DATA FOR THIS TASK START
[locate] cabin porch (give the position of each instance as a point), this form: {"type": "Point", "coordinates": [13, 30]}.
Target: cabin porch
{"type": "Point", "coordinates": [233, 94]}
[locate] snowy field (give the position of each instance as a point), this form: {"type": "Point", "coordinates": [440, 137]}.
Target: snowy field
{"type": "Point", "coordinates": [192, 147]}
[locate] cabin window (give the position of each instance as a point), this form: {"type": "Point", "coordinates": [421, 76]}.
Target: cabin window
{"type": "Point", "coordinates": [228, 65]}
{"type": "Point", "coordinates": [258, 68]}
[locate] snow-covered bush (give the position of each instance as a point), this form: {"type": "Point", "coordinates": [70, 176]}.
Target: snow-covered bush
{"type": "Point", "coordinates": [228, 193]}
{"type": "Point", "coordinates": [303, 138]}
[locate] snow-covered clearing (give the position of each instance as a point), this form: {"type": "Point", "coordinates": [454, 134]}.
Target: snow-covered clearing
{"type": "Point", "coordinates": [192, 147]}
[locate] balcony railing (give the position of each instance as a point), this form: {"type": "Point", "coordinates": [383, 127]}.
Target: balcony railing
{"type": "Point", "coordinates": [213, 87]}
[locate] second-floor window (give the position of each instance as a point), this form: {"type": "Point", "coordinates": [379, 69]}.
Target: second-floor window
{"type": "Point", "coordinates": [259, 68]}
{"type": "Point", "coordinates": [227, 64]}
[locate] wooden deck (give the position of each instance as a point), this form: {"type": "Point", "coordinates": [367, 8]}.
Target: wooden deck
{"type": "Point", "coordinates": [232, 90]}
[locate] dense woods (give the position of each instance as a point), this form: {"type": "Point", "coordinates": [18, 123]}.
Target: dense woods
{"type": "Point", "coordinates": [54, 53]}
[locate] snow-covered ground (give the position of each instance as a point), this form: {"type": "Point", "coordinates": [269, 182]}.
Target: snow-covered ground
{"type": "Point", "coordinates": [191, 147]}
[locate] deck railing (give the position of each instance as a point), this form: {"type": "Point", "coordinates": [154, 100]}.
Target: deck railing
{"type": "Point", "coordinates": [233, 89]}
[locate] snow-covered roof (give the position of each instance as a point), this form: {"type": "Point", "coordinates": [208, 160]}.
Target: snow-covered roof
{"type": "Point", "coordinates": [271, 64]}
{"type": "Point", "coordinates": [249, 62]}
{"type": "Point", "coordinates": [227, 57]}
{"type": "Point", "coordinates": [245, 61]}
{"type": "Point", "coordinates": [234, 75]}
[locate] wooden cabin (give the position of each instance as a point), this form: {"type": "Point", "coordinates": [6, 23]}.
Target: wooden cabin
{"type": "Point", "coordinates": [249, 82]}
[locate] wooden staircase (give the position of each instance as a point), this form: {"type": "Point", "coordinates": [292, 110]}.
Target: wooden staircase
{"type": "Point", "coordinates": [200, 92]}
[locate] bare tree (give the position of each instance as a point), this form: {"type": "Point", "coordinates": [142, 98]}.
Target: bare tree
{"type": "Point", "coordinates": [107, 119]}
DATA FOR THIS TASK END
### YOUR GOAL
Your answer should consist only of the lines above between the line holding "Target: deck railing" and the line holding "[locate] snow-covered roof", inclusive, each transcribed exactly.

### YOUR RESPONSE
Target: deck railing
{"type": "Point", "coordinates": [233, 89]}
[locate] snow-covered roof (give the position of each instance as a point), this form: {"type": "Point", "coordinates": [208, 160]}.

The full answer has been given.